Top of Available data

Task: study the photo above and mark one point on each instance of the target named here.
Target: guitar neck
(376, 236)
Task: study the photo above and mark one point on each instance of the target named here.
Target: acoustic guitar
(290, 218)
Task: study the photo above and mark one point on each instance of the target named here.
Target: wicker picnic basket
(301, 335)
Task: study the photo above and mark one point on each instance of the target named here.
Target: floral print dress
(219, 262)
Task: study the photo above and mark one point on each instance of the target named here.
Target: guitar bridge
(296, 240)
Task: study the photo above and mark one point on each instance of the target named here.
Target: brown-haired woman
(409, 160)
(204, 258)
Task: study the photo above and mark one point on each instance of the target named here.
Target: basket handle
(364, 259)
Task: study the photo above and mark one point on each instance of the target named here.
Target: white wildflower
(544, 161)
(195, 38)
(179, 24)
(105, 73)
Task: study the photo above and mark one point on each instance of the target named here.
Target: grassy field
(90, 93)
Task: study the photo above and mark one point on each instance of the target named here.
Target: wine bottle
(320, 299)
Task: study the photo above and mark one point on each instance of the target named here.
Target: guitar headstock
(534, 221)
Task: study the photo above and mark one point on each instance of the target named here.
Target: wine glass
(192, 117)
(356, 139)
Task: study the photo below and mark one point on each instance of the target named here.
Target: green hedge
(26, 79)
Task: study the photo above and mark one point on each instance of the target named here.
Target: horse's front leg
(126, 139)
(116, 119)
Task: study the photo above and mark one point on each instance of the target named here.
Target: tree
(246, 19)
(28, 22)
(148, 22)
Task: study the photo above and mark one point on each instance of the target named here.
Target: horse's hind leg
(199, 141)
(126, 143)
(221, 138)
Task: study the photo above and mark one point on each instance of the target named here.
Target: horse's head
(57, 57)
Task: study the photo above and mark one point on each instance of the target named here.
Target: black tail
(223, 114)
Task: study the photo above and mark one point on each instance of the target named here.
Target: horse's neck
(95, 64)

Bottom of Available data

Exactly reproduce every line of the data above.

§ Solution for this problem:
Task: study the photo above and mark one point on each instance of the target named here.
Target: guitar neck
(376, 236)
Task: study the photo above and mark one point on each instance of the target named here.
Target: acoustic guitar
(290, 218)
Task: study the photo above and mark one point on each instance of the target named here.
Target: wicker picnic basket
(301, 335)
Task: study the photo above and mark one point on each instance of the target named here.
Target: floral print dress
(219, 262)
Task: study the photo above and mark one point on each instance of the target named here.
Target: guitar bridge
(296, 240)
Task: study the photo above and mark one point on each instance of the target named here.
Target: brown-haired woman
(409, 160)
(204, 258)
Task: study the photo above and mark one point on each instance of the target named here.
Target: basket handle
(364, 259)
Task: study the photo above and mark one point on each instance of the target named here.
Target: white wildflower
(544, 161)
(195, 38)
(179, 24)
(105, 73)
Task: study the photo above and mark one point on each instance of the target named here.
Target: grassy field
(90, 93)
Task: study the photo above and mark one point on each instance of the target named here.
Target: wine bottle
(320, 299)
Task: study the photo above and mark one point on each instance of the target named here.
Target: guitar headstock
(534, 221)
Task: study the photo above and mark one point on each instance of the target named here.
Target: wine glass
(192, 117)
(356, 139)
Task: study the photo below and mark one point on each instance of the target named here.
Target: green hedge
(26, 79)
Task: study the photo above and mark one point on each instance of the target named here.
Target: horse's front leg
(126, 139)
(116, 119)
Task: study the photo above and mark one point on each instance of the target named here.
Target: tree
(246, 19)
(28, 22)
(148, 22)
Task: study the photo above and mark one point on each instance of the target named here.
Target: horse's hind leg
(199, 141)
(126, 143)
(221, 138)
Task: study the photo above and mark one point on each instance of the target named here.
Target: horse's head
(57, 57)
Task: study the photo above and mark one point on each instance of the target named here.
Target: black tail
(223, 114)
Task: study the photo above and mark one point on each instance of the target named here.
Target: horse's neck
(95, 64)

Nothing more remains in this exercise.